===== Records to process =====
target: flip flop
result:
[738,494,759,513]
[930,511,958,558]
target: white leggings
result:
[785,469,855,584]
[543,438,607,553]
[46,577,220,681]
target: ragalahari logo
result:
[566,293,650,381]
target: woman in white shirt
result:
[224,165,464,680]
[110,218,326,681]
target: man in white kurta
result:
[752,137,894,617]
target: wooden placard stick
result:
=====
===== Records to process =====
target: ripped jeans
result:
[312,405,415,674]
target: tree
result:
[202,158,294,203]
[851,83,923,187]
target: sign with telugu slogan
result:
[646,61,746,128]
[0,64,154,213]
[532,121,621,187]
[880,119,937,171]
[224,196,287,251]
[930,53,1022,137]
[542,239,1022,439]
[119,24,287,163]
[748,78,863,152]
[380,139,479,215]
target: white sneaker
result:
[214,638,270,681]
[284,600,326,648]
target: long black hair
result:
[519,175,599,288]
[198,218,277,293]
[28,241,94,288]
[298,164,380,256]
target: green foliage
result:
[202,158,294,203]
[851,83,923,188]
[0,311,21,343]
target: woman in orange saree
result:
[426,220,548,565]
=====
===== Records to process =====
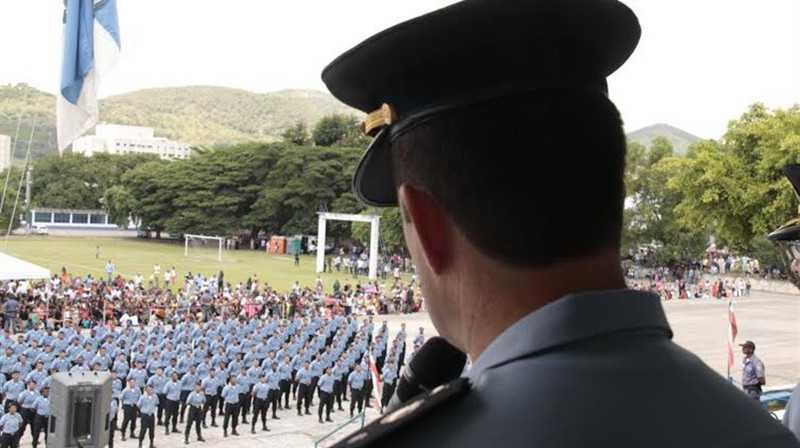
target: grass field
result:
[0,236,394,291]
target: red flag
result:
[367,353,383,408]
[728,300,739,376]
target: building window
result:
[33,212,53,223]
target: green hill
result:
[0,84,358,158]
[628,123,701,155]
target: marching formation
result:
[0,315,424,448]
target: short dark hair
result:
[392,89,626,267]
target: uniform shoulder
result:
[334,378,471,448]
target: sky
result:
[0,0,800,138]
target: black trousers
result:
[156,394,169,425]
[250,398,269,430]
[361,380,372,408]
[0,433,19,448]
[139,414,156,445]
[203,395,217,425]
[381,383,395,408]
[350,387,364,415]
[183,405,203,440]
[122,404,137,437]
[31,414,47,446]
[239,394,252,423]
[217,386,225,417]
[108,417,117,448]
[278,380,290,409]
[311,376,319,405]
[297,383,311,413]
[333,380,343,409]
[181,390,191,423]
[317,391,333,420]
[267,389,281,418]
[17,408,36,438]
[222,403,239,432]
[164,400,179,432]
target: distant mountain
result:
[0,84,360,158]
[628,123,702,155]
=====
» To do
Reproduce the lines above verbatim, from the line that contains "target: tree" through the line that contains "[0,311,21,343]", including both of those lines.

» Full response
target: tree
result:
[202,158,294,203]
[851,83,923,187]
target: sign with telugu slogan
result:
[646,61,746,128]
[0,64,154,213]
[532,121,621,187]
[880,119,937,171]
[224,196,287,251]
[930,53,1022,137]
[542,239,1022,439]
[119,24,287,163]
[748,78,863,152]
[380,139,479,215]
target: white sneaker
result:
[214,638,270,681]
[284,600,326,648]
target: long black hair
result:
[519,175,599,288]
[198,218,277,293]
[28,241,94,288]
[298,164,380,256]
target: green foliage
result:
[202,158,294,203]
[851,83,923,188]
[0,311,21,343]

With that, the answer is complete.